#### EXERCISE:
Render every line of the records below as a Markdown table with two columns, Row and Line, giving each line a row number and omitting blank lines.

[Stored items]
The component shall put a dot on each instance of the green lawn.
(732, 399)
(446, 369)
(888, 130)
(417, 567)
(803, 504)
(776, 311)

#### EXERCISE OUTPUT:
| Row | Line |
|---|---|
| 1 | The component shall put a dot on each instance of the green lawn. |
| 2 | (732, 399) |
| 3 | (446, 369) |
| 4 | (888, 130) |
| 5 | (417, 567) |
| 6 | (803, 504) |
| 7 | (776, 311) |